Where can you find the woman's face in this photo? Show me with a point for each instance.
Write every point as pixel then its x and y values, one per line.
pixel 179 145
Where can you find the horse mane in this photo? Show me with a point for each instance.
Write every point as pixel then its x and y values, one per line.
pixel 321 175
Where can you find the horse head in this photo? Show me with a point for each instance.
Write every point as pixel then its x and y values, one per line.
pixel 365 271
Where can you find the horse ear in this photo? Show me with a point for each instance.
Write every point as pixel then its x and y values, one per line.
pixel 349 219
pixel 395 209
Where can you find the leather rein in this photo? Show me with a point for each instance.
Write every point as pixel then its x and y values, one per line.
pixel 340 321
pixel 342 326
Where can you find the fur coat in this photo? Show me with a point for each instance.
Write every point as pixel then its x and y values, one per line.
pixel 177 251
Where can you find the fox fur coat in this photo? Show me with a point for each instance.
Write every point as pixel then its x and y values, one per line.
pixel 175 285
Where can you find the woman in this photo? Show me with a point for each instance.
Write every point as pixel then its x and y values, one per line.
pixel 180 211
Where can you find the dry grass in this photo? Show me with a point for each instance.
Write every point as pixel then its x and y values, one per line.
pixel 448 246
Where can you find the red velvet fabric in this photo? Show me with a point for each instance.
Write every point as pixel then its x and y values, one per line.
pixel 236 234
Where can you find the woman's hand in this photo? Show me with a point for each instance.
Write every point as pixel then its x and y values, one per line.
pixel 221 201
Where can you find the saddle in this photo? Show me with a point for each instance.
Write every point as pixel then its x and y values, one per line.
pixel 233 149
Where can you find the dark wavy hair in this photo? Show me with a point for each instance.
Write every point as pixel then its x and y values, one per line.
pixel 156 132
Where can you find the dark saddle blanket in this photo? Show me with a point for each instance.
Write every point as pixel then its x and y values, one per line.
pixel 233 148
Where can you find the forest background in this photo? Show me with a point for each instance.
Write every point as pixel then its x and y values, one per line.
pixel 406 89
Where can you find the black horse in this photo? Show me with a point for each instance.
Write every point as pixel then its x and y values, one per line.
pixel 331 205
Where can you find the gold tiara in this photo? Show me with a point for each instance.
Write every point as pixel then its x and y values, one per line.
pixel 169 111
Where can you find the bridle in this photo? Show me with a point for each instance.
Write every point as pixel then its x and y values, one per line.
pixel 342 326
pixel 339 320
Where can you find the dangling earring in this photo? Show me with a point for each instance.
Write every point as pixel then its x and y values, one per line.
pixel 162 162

### STATED EXERCISE
Print all of the records above again, word for word and in the same order, changing nothing.

### SOLUTION TO THIS TASK
Where can you find the woman's face in this photo? Show me with a point for each instance.
Write every point as pixel then its x and y values, one per line.
pixel 179 145
Where can you find the horse mane in this photo? Show me with a point for each instance.
Write every point as pixel then its x and y values, one per line.
pixel 321 175
Where can you find the horse head in this photo? Show me with a point for each instance.
Write every point as pixel then its x and y values, one per line.
pixel 365 271
Where can you find the horse ear in this photo? Show me with a point for each instance.
Write every point as pixel then its x and y values, one per line.
pixel 349 219
pixel 395 209
Where can you find the leather rein in this photo? Show me with a point for each instance.
Write every point as pixel then its x and y values, one per line.
pixel 340 321
pixel 342 326
Where can you find the fur coat in this photo? Show me with a point for each instance.
Write every point as pixel then its x and y values, one per line.
pixel 177 251
Where can you find the fox fur coat in this photo? Show me with a point for each instance.
Write every point as pixel then its x and y values, one per line.
pixel 175 285
Where can you find the woman in this photo? Show me with a point for each instance.
Write every point as pixel then its x and y values, one per line.
pixel 180 211
Where can you find the dry grass in this photo? Show me with a point for each instance.
Write every point as pixel then its x and y values, one per line.
pixel 448 246
Where can you find the red velvet fabric in this photo? Show me with a point for each instance.
Write every point as pixel then its x and y values, one per line.
pixel 236 234
Where can you find the woman's hand in this photo? Show me with a point for each instance.
Write every point as pixel then its x and y values, one per line.
pixel 221 201
Where can you find the saddle in this photo? Show me with a point for each instance.
Write every point as pixel then its x and y values, one per line.
pixel 233 149
Where can you find the dark wavy hair in this photo? Show me with a point for each instance.
Write every point as pixel then its x and y values, one per line.
pixel 156 132
Where can you find the dark saddle blanket in this photo? Show me with a point for each instance.
Write every point as pixel then its x and y values, one per line.
pixel 233 148
Where can you find the forest background in this photo? Show me with a point for each instance.
Write every point as pixel then its x and y values, one per line.
pixel 406 89
Where can you find the black horse in this photo? Show me with a point for each instance.
Write every point as pixel then its x and y values, one per line.
pixel 331 205
Where can you find the gold tiara in this photo? Show me with a point for each instance.
Write every point as pixel then its x and y values, one per line.
pixel 169 111
Where can you find the bridle in this photo? Show me with a point for each instance.
Write every point as pixel then its x and y values, one per line.
pixel 342 326
pixel 339 320
Where can you find the dangling earring in this photo? Show me with a point for each instance.
Write every point as pixel then its x and y values, one per line.
pixel 162 162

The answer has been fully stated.